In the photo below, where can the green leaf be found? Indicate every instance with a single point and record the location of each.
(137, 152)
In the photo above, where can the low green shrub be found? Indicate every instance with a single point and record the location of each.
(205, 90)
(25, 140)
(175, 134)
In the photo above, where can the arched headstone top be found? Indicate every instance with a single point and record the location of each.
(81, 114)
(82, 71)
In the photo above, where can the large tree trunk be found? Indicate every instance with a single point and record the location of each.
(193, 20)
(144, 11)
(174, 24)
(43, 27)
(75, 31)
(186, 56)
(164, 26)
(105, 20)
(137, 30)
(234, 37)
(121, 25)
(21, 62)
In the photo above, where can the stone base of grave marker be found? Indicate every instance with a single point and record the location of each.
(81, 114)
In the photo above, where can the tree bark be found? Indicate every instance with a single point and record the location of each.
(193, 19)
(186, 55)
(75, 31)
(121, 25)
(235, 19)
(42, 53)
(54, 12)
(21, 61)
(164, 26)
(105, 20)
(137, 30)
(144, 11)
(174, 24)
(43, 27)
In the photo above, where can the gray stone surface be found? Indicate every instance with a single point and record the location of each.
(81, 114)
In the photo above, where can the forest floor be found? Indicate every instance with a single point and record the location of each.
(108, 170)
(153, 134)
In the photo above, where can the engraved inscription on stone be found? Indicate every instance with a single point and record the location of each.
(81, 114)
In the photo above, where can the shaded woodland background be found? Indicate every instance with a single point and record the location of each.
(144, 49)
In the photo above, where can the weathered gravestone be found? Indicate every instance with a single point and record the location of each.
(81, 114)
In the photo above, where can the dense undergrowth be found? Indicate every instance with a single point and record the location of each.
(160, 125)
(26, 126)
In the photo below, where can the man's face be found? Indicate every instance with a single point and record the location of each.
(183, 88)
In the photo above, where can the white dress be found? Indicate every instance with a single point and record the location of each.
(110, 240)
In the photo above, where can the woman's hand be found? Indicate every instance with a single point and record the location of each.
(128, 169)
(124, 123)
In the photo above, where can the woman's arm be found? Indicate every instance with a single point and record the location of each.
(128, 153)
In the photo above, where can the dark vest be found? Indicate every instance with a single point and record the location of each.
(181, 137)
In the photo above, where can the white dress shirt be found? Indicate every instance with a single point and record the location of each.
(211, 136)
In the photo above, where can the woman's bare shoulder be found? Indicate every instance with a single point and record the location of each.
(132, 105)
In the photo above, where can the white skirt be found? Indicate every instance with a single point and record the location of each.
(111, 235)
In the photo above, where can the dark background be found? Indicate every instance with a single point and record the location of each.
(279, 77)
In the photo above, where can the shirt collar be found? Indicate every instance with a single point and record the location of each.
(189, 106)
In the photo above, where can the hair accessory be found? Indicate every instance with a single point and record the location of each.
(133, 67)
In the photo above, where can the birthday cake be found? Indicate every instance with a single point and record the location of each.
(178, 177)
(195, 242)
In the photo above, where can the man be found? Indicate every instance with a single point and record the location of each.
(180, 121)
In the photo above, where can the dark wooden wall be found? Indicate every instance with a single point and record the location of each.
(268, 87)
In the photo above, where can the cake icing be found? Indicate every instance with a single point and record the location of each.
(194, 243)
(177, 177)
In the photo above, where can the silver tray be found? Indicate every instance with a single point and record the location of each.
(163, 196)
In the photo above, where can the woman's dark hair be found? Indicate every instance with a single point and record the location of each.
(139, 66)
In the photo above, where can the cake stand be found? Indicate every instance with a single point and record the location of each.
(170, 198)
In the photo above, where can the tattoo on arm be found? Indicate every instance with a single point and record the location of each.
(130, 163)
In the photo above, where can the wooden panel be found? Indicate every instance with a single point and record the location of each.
___
TRY IT: Each line in the listing needs to be copied exactly.

RESPONSE AREA:
In the photo below, where can the green leaf be found? Indicate every instance with a single point and record the location of each.
(137, 152)
In the photo above, where can the low green shrub be found? Indicate every instance with a single point and record the location of each.
(205, 90)
(25, 140)
(175, 134)
In the photo above, where can the arched headstone top be found? Indicate every instance with a single point and record the location of each.
(81, 114)
(82, 71)
In the photo above, where can the large tree trunk be found? Indicate every instance with a single point and record the location of each.
(193, 20)
(144, 11)
(174, 24)
(43, 27)
(75, 31)
(186, 56)
(164, 26)
(105, 20)
(137, 30)
(234, 37)
(121, 25)
(21, 62)
In the photo above, where can the stone base of grave marker be found? Indicate every instance with a single point and record the location of each.
(81, 114)
In the photo above, where can the tree bark be found? Indicate every instance with a single point and record the location of each.
(193, 19)
(186, 55)
(75, 31)
(121, 25)
(235, 19)
(42, 53)
(54, 12)
(21, 61)
(164, 26)
(105, 20)
(137, 30)
(144, 11)
(174, 24)
(43, 27)
In the photo above, where can the gray stone surface be found? Indicate every instance with a single point and record the location of each.
(81, 114)
In the photo above, where can the forest floor be found? Indicate every instance with a single point and record the location of each.
(108, 170)
(153, 134)
In the photo above, where can the engraved inscription on stone be found? Indicate every instance with a single point and record the location of each.
(81, 114)
In the photo above, where can the shaded woodland background be found? Indicate every instance with a single point and record the location of each.
(144, 49)
In the photo above, where can the weathered gravestone be found? Indicate every instance with a single point and record the location of each.
(81, 114)
In the photo above, where can the dense undergrowth be found? Indicate every instance with a single point and record the location of each.
(160, 125)
(26, 126)
In the photo below, where can the man's face be found? Indicate every instance with a single point and record the location of each.
(183, 88)
In the photo above, where can the white dress be found? Indicate every instance with a single point and record the location of each.
(110, 240)
In the photo above, where can the woman's hand be found? Indicate every instance with a single point and record the location of each.
(128, 169)
(124, 123)
In the photo above, where can the woman's arm be found? Indicate every instance with a single point and record the location of each.
(128, 153)
In the photo above, where can the dark vest be found? Indicate every instance with a single point and record the location of each.
(181, 137)
In the photo above, where can the white dress shirt be found? Indicate every instance with a single point and record the location of each.
(211, 136)
In the photo above, where can the woman's bare shoulder be found? Indicate every instance with a single point and record the location of each.
(132, 105)
In the photo above, where can the white skirt be found? Indicate every instance with a single point and record the location of each.
(111, 235)
In the photo above, where can the dark background be found? Indicate every instance with a single point and record the location of each.
(279, 77)
In the photo above, where can the shirt collar be found? Indicate every instance with a single point and record the location of each.
(189, 106)
In the photo above, where can the hair accessory be found? Indicate every instance with a single point and record the location of each.
(133, 67)
In the photo above, where can the birthday cake be found? Indicate every instance with a single point and record the location of each.
(178, 177)
(195, 242)
In the photo above, where can the man be found? Indicate every instance with a single point and record the location of each.
(180, 121)
In the photo above, where can the dark wooden wall be found? Indicate every instance with a single point and record the location of each.
(268, 87)
In the photo above, where can the cake icing be found? Indicate every instance with a single point and record the location of each.
(194, 243)
(177, 177)
In the photo above, where can the silver tray be found? Indicate every instance with a single point and record the location of each.
(163, 196)
In the photo above, where can the woman's dark hair be found? Indicate every instance with a single point and record the location of each.
(139, 66)
In the photo above, where can the cake stand be found? Indicate every instance with a single point and record the location of each.
(170, 198)
In the photo above, where can the tattoo on arm be found? Indicate every instance with a single point and record the location of each.
(130, 163)
In the photo above, where can the wooden panel be found? Indicate every instance with a single point and record the location of each.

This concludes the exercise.